- _GIVEN TEXT_:
------------------------------------------------------------
By Tom Utley for the Daily Mail

Earlier this month I invented a game to cheer myself up through these short, chilly days of January. I’m not claiming it will work for everyone, but readers may care to give it a try.

The rules are simple. All you have to do is award yourself an imaginary £10 every time you hear the words ‘mental health’ uttered on the radio or TV, or read them in the media.

I find that even on a thinnish day I can rake in a comfortable 50 or 60 fantasy quid — while if Prince Harry, a controversial statue or an internet influencer is in the news, I often notch up a sum well into three figures.


Indeed, those who follow the media may be forgiven for thinking most of the population is incapable of expressing annoyance or sadness about anything, from Covid restrictions to rising prices or even sexism in the works of Shakespeare, without complaining about the irritant’s adverse impact on his or her mental health.

Eavesdrop on almost any industrial tribunal these days and you’ll hear a sacked employee complain that the boss showed her too much affection, or too little, and that this was having a devastating effect on her mental health.

Read any report of a criminal trial, and the chances are that the defendant will say that he nicked his dad’s credit card — or drove at 120 mph up the M4, high on cocaine — because he was suffering from mental health issues.
------------------------------------------------------------
Transcribe the entire column above about the phrase "mental health," word for word and including the byline.
------------------------------------------------------------
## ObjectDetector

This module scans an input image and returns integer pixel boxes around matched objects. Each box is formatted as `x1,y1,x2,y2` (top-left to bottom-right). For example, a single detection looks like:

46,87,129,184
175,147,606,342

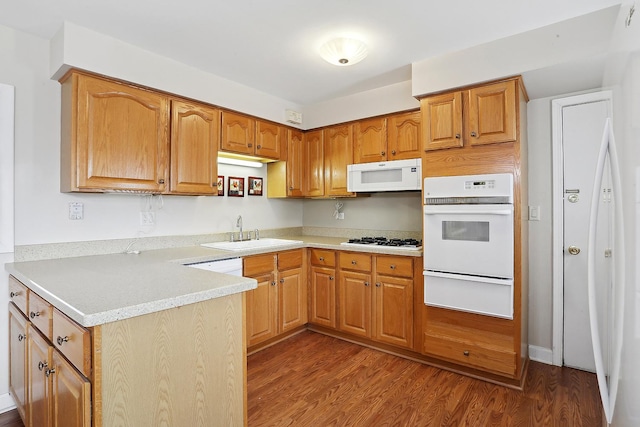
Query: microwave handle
424,206,513,215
------------------------------------------------------------
- _THE ANSWER_:
By Tom Utley for the Daily Mail

Earlier this month I invented a game to cheer myself up through these short, chilly days of January. I’m not claiming it will work for everyone, but readers may care to give it a try.

The rules are simple. All you have to do is award yourself an imaginary £10 every time you hear the words ‘mental health’ uttered on the radio or TV, or read them in the media.

I find that even on a thinnish day I can rake in a comfortable 50 or 60 fantasy quid — while if Prince Harry, a controversial statue or an internet influencer is in the news, I often notch up a sum well into three figures.


Indeed, those who follow the media may be forgiven for thinking most of the population is incapable of expressing annoyance or sadness about anything, from Covid restrictions to rising prices or even sexism in the works of Shakespeare, without complaining about the irritant’s adverse impact on his or her mental health.

Eavesdrop on almost any industrial tribunal these days and you’ll hear a sacked employee complain that the boss showed her too much affection, or too little, and that this was having a devastating effect on her mental health.

Read any report of a criminal trial, and the chances are that the defendant will say that he nicked his dad’s credit card — or drove at 120 mph up the M4, high on cocaine — because he was suffering from mental health issues.